And also, it's very important -- another reason I like this hotline and I like what you said is that it's very hard to be 13, 14, 15, 16, 17 years old; and if you are very lonely and very alienated and you feel you don't belong with anybody or anything, and then all of a sudden, one or two other people come along and they're just like you, and then you find something on the Internet that you can read that you can relate to, and then things begin to spin out of control. And I think what you said about reaching out to people who seem to be alone and have nobody to care about them. I think that's very, very important as well. I think that you know it a lot better than I do. But as old as I am, I can still remember, it was -- I had some pretty tough times when I was 13, 14, 15, 16 years old -- and I had a very fortunate life. You realize how hard you have to work to keep from getting into patterns that will be destructive throughout life where people feel that they only count when they're in a group, that then they're opposed to somebody else, they can look down on somebody else. It is the curse of human society throughout the world.
Go ahead. You two, and then -- this young man hasn't spoken yet, but go ahead. We'll get you the mike as soon as he finished. Who wants to go next? Go ahead.
STUDENT: Back to what you were saying about -- you said earlier about desensitizing our society. It seems like at this point, the children, the younger people still are more vulnerable to influence -- they're a lot more desensitized than maybe like 20 years ago. And I think the media really does need to take more responsibility for that, because the best-sellers in the box office these days are movies which have the most people killed. You know, like -- in the trailer, you see, oh, those people are dying, and the violence, and we see on the news, it seems like all the news is bad news. So I think because of that, the value of a human life has gone down. And that's why you see kids who think maybe they wouldn't understand the impact of what they really did when they went into school that day, or any other of the seven cases of school violence.

• • • •

**REQUIRED ACTIONS**
1. Transcribe the stretch of the school violence transcript from "Go ahead. You" through "next? Go ahead.".
2. Write the next part of the school violence transcript, picking up right after its last sentence.

Items from a labeling collection

• • • •

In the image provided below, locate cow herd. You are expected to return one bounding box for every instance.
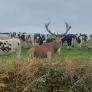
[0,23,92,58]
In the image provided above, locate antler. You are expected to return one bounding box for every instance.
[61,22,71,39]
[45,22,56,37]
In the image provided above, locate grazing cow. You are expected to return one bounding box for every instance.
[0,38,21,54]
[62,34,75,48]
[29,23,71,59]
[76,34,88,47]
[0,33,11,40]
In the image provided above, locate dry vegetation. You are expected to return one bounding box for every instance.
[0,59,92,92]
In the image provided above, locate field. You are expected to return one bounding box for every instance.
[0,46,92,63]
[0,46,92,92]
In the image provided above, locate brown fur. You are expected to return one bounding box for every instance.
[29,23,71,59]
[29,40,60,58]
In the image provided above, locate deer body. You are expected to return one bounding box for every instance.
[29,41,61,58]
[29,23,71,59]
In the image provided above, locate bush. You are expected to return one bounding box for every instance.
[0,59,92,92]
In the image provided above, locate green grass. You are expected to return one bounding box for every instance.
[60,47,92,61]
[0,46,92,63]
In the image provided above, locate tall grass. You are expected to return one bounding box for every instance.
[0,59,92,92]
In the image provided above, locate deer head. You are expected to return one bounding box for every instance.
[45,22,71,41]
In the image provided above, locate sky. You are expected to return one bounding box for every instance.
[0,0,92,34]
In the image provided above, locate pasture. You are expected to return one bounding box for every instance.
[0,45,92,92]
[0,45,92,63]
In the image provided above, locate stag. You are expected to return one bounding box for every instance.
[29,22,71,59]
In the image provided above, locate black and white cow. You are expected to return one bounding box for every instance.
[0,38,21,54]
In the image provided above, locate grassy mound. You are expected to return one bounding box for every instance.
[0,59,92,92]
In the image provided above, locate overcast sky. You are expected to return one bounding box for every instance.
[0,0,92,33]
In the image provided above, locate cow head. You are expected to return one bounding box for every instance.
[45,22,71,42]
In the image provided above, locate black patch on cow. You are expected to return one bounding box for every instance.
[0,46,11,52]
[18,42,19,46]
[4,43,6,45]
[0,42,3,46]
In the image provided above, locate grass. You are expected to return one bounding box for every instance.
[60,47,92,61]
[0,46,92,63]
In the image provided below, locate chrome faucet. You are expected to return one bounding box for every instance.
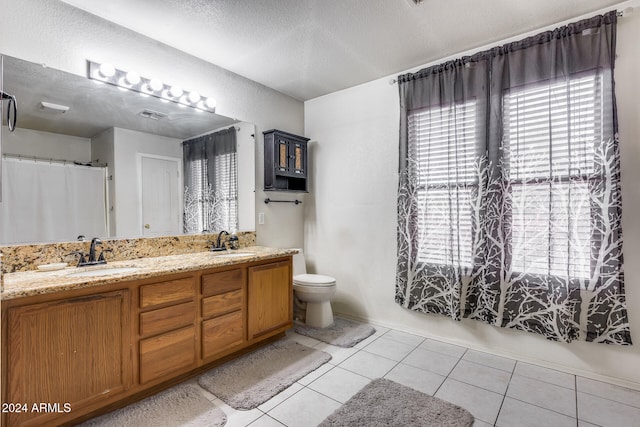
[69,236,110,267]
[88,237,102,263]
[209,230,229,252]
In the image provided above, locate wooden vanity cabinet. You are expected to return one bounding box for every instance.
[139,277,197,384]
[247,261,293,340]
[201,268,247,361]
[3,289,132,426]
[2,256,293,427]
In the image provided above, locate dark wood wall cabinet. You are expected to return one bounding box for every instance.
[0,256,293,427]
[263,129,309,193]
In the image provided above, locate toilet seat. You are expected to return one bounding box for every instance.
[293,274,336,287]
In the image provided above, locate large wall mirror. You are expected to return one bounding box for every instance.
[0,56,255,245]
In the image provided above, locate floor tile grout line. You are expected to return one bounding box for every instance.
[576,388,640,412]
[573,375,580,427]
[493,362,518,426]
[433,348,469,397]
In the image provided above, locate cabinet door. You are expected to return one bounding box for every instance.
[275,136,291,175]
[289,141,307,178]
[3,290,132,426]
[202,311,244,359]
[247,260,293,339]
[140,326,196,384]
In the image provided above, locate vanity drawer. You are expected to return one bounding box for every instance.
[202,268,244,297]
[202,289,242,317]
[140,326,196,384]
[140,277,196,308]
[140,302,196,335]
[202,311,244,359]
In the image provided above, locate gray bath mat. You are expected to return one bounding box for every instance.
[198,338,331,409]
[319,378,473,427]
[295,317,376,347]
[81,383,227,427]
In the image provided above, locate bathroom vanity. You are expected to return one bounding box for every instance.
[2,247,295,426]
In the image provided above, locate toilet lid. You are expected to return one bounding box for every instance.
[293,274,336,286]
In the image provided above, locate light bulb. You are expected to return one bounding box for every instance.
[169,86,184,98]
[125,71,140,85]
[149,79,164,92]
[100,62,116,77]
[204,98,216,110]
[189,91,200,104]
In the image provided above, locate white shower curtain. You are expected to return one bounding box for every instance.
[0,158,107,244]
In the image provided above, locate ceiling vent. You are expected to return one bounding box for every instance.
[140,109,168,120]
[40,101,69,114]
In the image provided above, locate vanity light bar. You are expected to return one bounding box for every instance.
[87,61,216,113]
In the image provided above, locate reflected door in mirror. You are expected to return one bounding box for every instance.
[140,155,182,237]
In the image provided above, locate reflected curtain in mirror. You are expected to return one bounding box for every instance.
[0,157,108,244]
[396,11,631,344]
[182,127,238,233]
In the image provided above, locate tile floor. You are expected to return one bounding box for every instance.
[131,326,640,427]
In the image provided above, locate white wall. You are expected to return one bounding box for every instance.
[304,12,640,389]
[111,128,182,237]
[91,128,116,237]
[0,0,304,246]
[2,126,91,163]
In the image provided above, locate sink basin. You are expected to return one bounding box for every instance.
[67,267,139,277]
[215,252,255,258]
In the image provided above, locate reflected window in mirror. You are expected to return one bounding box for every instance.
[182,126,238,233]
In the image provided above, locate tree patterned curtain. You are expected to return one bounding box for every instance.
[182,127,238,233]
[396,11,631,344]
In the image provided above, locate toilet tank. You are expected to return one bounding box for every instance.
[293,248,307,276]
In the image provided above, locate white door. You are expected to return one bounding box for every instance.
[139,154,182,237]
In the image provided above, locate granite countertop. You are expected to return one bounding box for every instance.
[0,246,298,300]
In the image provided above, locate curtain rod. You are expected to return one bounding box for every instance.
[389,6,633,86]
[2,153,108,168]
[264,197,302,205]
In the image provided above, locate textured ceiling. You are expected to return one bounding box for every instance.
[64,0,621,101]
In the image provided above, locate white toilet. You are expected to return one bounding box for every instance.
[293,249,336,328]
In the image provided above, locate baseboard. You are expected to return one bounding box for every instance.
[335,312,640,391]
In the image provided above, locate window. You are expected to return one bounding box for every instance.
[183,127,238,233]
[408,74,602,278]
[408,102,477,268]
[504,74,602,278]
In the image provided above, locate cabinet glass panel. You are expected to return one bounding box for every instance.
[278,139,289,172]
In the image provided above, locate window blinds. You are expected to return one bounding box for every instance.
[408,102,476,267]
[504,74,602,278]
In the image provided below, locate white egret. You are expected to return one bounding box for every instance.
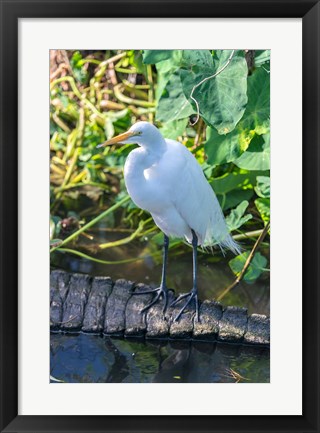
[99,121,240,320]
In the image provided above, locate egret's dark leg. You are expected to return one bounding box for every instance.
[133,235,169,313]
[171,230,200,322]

• • • •

**ANSWERS IN ORDER**
1.
Go ahead. You two, and then -- this young man hasn't spoken yet, but go ahead. We'll get you the mike as soon as he finished. Who wants to go next? Go ahead.

2.
THE PRESIDENT: Yes. Let me say this -- I really respect all of you very much to have said that this is a matter of personal responsibility, family responsibility, and you don't want to blame the culture. I respect you for saying that -- I don't want to blame the movies or blame the video games; what you've said and how you've talked with your mother and everything.
But I think you have to recognize -- let me just say, for example, when I was your age, if anything, the racism was more pronounced, the social hierarchies in the schools were dramatic. If you were between those who were in and those who were out, people fought regularly on the school grounds and they were vicious to each other and -- but you didn't have as much gun violence. And I think it is unquestionable that more people have more access to more weapons, and more people at an earlier age can move from profound alienation and misery into using violence against others than was the case 20 or 30 years ago, because they either have -- they have more opportunities and because they've been desensitized, and maybe because they don't have a chance to sit down with a mother or a father the way you do every night.
So the only thing I'm saying is, I think it's important not to oversimplify this. And I hate it when people blame someone else and don't take responsibility for what they did, but I don't think we can be blind to the fact that there are more opportunities and there is a greater openness to taking violent action on the part of alienated people today than there was 20 or 30 years ago.
And I think the experience that these children have before, maybe -- maybe even when they're very young, before they form proper barriers in life about what's right, what's wrong, what can or can't be done, makes them quite vulnerable.
STUDENT: I'm a little concerned at the backlash that's going to go out against people who are like into Gothic culture and rock music, because they're going to be blamed for instigating this whole situation. And I'm also concerned about being able to say things at school when you're angry, because when you're angry, you say things that you would not normally say. I'm really concerned that people are going to be suspended on the spot if they say something like "I hope something bad happens to you because I'm angry at you."
THE PRESIDENT: So how do you think we should deal with that?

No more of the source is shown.